OSLO / BOGOTA, vendredi 19 octobre 2012 (LatinReporters.com) - Pour tenter
de clore le plus vieux conflit armé d'Amérique latine, le gouvernement
de la Colombie et la guérilla marxiste des Farc, créée
en 1964, recherchent ensemble la paix pour la quatrième fois en trente
ans. Mais l'ouverture officielle de ce nouveau processus, jeudi à
Oslo, a confirmé que la paix n'a pas la même signification pour
les deux parties.
"La paix ne signifie pas le silence des fusils. Elle recouvre aussi des changements dans les structures
de l'État et les structures économiques" a lancé Ivan
Marquez, nº2 des Farc (Forces armées révolutionnaires
de Colombie) et chef de leur délégation. Prônant une
"paix avec justice sociale" et réclamant en conséquence des
"réformes économiques et sociales radicales", il a fait une
longue et virulente tirade contre "les crimes du capitalisme", accusant les
États-Unis, les grands propriétaires terriens, les compagnies
pétrolières ou encore les groupes miniers d'être des
"flibustiers", des "cow-boys" ou des "vampires".
"Ils devraient lutter pour leurs idées, mais dans le cadre de
la démocratie"
"Ni le modèle économique ni les investissements étrangers
ne sont à l'agenda de ces pourparlers" a répliqué le
chef de la délégation gouvernementale colombienne, l'ancien
vice-président Humberto de la Calle. Il a précisé que
"les 5 points concrets de l'agenda" (qui en compte en fait six) du processus
de paix sont le fruit d'un accord,
l'"
Accord Général
pour mettre fin au conflit et construire une paix stable et durable", accepté
par les Farc et signé en août à Cuba par les deux parties.
L'action politique allant au-delà de l'agenda des pourparlers pourrait
être exercée par les militants des Farc lorsqu'ils auront déposé
les armes, a poursuivi en substance Humberto de la Calle. "Ils devraient
lutter pour leurs idées, mais dans le cadre de la démocratie",
a-t-il dit, l'essentiel étant que "la politique ne se fasse plus par
les armes". Les Farc n'ont toutefois pas oublié l'assassinat de 4.000
membres de l'Union patriotique, leur expression politique autorisée
dans les années 80 du siècle dernier.
***
▶ **Objectif**:
Recopiez sans rien changer tout ce qui va de « Accord Général » jusqu'à « du siècle dernier. » dans l'article sur les négociations de paix en Colombie. La liste qui suit n'est pas nécessaire ici.

▶ **Extrait des données**:
***
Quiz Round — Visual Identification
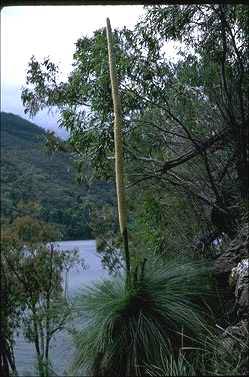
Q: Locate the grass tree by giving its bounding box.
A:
[73,19,215,376]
***
▶ **Corrigé détaillé**:
Accord Général
pour mettre fin au conflit et construire une paix stable et durable", accepté
par les Farc et signé en août à Cuba par les deux parties.
L'action politique allant au-delà de l'agenda des pourparlers pourrait
être exercée par les militants des Farc lorsqu'ils auront déposé
les armes, a poursuivi en substance Humberto de la Calle. "Ils devraient
lutter pour leurs idées, mais dans le cadre de la démocratie",
a-t-il dit, l'essentiel étant que "la politique ne se fasse plus par
les armes". Les Farc n'ont toutefois pas oublié l'assassinat de 4.000
membres de l'Union patriotique, leur expression politique autorisée
dans les années 80 du siècle dernier.